## Short exercise
Reproduce, without any change, the lines of the data below that begin with the line containing "of the windshield" and run through the line containing "[(31, 161)]". Include both of those lines and no others.

## Listing

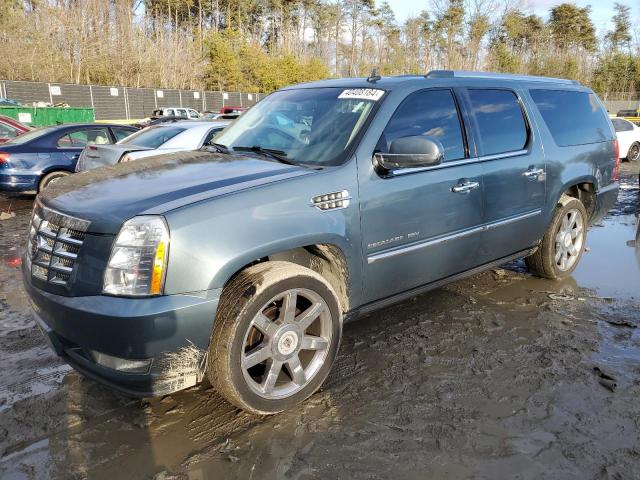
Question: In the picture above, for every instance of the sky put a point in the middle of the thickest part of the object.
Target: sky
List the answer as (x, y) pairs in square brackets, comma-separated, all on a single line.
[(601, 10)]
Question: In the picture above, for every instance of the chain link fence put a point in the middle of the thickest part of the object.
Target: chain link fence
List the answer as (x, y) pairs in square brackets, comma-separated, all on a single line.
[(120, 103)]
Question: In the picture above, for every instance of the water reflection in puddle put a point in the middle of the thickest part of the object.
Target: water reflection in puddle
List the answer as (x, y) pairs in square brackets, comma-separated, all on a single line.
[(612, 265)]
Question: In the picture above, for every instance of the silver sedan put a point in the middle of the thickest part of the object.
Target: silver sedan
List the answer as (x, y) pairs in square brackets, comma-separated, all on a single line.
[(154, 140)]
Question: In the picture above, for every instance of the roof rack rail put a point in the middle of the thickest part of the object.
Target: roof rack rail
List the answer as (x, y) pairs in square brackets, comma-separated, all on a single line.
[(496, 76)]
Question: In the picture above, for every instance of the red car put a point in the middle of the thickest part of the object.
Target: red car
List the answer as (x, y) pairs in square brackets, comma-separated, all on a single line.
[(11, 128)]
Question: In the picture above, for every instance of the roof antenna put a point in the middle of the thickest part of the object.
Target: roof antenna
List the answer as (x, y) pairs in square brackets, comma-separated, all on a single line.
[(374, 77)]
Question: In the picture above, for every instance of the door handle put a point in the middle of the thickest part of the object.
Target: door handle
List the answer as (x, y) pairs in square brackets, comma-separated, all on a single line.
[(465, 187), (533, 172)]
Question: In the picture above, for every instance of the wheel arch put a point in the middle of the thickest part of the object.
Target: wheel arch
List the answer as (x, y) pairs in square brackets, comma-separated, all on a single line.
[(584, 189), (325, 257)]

...

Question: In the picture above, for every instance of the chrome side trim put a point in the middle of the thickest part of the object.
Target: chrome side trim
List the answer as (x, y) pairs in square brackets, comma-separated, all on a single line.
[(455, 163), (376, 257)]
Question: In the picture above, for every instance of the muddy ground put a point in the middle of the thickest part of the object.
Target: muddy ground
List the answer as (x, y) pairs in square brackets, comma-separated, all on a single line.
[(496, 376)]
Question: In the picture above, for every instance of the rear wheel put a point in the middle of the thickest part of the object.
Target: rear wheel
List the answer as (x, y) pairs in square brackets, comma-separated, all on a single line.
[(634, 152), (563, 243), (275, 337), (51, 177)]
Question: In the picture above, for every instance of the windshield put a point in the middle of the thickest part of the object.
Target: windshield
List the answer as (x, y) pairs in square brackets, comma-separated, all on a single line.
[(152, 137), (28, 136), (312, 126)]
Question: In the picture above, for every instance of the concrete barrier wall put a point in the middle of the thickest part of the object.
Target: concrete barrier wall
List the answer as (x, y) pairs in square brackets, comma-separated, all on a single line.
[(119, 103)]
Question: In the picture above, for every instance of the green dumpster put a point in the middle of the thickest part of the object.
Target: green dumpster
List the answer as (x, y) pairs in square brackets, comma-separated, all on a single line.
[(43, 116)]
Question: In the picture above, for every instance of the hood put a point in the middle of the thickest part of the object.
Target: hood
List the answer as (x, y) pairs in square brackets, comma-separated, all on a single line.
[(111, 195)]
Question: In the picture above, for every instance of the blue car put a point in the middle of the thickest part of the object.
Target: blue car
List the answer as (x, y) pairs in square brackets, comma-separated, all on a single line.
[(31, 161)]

...

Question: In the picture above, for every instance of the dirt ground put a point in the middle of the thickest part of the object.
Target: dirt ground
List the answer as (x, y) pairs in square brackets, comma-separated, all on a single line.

## Exercise solution
Question: In the picture above, for every instance of the windshield put a point in the middle of the thickest part of the object.
Target: windshield
List the answer as (x, y) pairs in square brackets, comma-separated, all on a single line.
[(152, 137), (28, 136), (312, 126)]
Question: In the picture above, for every instance of the concrete barrier wall put a point in the middle of the thickest part of the object.
Target: concrete barrier wall
List the answer as (x, y) pairs in square brackets, comma-separated, all on a single line.
[(119, 103)]
Question: In the picture above, for every instance of the green dumpster put a point in the middle of the thickest part of the object.
Target: green dumpster
List the answer as (x, y) pairs in square brackets, comma-separated, all on a single line.
[(43, 116)]
Question: In the picture above, for every instance of the hood put a point in the middle of the thickest part of the object.
Target: hood
List the answer as (x, y) pairs in square brackets, comma-separated, all on a single line.
[(111, 195)]
Question: In the picture above, for every instance of the blue car put a point in the middle of the thickest part of the object.
Target: blue car
List the answer as (x, y) pairs in square brackets, comma-separated, all on a single line.
[(31, 161)]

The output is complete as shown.